= Task brief =
Pull every "tool" line out of the data below.

Source records Start Marker

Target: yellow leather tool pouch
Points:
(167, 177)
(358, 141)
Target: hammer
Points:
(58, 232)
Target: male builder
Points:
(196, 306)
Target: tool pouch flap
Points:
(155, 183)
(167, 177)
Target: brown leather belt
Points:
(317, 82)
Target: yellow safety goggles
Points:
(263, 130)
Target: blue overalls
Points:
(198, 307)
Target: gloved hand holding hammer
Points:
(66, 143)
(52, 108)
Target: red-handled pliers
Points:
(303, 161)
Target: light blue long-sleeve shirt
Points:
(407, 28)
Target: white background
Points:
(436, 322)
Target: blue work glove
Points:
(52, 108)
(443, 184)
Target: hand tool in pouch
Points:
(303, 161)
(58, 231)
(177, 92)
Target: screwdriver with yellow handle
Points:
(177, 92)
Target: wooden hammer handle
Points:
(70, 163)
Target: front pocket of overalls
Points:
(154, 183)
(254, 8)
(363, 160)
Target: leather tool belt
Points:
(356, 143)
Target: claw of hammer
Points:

Source records End Marker

= Solved problem =
Target: yellow leather tool pouch
Target: tool pouch flap
Target: hand tool in pouch
Target: leather tool belt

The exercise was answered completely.